Restituez sans aucune modification le passage de l'article sur le rejet de l'accord de retrait du Brexit, depuis « Attendu par la » jusqu'à « son propre parti. » inclus.

> _Extrait du texte_:

▽

Tue. Dec 3rd, 2024

Par Pierre Sellal Ambassadeur de France et Senior Counsel chez August Debouzy

Attendu par la majorité des observateurs, le rejet par les Communes, hier soir, du projet d’accord de retrait négocié entre les 27 et le gouvernement britannique a néanmoins surpris par son ampleur : 230 voix ont manqué au premier ministre, dont celles de 118 membres de son propre parti.

Le vote et le débat qui l’a précédé témoignent d’une confusion et d’une division politiques extrêmes dans le pays :
– le rejet a satisfait aussi bien les parlementaires restant attachés au remain que les partisans d’un Brexit plus franc, qui ont mêlé leur voix ;
– l’opposition travailliste demeure inspirée par un objectif central, la tenue rapide de nouvelles élections générales, et subordonne à cet enjeu sa position sur le Brexit, qui reste de ce fait très ambigüe, bien illustrée par les hésitations de son leader ;
– comme cela a été souligné, seules des majorités négatives semblent pouvoir être aujourd’hui réunies au sein du Parlement britannique : contre l’accord de retrait tel que négocié par le gouvernement, mais aussi contre une sortie sans accord, contre la tenue d’un second référendum, contre la convocation de nouvelles élections générales (comme devrait le confirmer, selon la majorité des analystes, le rejet de la motion de défiance déposée dès aujourd’hui par le parti travailliste) ;
– l’incertitude qui résulte de cette confusion est d’autant plus forte que le rejet intervient à une date très proche de l’échéance du 29 mars 2019, et qu’il apparait désormais très difficile de mettre en place toutes les législations nécessaires, de part et d’autre mais surtout du côté britannique, pour accompagner la sortie du Royaume-Uni, dans le cadre d’un accord ou sans accord.

△

> _Extraits du matériel_:
▽

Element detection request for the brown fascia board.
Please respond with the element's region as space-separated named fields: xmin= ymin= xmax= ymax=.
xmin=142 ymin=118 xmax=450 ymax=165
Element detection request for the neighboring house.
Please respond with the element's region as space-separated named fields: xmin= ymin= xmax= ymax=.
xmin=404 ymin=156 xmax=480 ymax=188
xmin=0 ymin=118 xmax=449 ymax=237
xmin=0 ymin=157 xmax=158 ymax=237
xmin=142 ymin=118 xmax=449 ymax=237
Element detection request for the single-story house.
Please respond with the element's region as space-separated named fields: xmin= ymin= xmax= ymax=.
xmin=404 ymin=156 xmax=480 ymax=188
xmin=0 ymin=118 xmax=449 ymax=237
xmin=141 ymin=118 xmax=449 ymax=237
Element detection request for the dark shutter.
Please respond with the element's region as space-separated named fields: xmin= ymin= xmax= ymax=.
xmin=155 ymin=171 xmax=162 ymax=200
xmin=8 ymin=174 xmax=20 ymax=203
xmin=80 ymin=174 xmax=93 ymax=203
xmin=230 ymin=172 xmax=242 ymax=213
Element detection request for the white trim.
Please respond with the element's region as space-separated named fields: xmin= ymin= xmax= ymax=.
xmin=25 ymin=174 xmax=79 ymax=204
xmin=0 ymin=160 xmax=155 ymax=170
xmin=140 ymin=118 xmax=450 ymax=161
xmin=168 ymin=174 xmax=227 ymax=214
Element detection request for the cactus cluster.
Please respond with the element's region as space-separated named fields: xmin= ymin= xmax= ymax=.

△

> _Réponse_:
Attendu par la majorité des observateurs, le rejet par les Communes, hier soir, du projet d’accord de retrait négocié entre les 27 et le gouvernement britannique a néanmoins surpris par son ampleur : 230 voix ont manqué au premier ministre, dont celles de 118 membres de son propre parti.